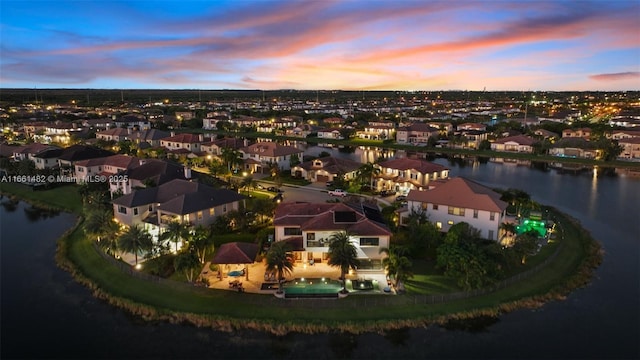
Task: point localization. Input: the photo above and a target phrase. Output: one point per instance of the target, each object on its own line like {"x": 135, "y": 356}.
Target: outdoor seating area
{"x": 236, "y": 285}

┄┄┄┄┄┄┄┄┄┄

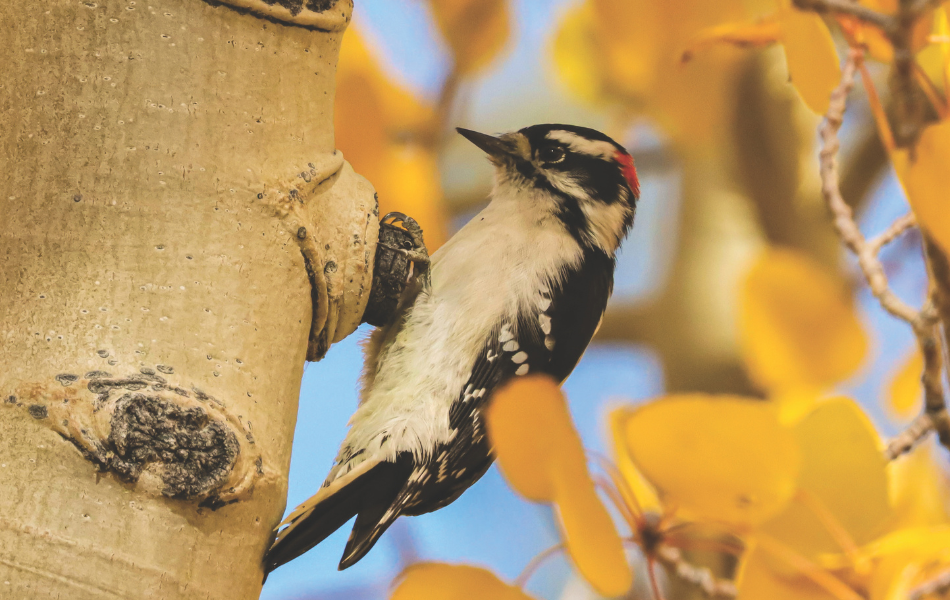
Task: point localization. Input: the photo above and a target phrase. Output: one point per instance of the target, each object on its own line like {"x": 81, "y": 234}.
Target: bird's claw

┄┄┄┄┄┄┄┄┄┄

**Task requirements**
Gather every line of the material above that contains the word "each", and reproduce those lines in full.

**Expected answer**
Task: point localization. Input: the photo above and a target phrase. Output: one point per instance of the target, each object on its own line like {"x": 135, "y": 356}.
Task: point localization. Input: the photo above and a target phrase. Output: one point per instance of the target, each object on its own line like {"x": 81, "y": 234}.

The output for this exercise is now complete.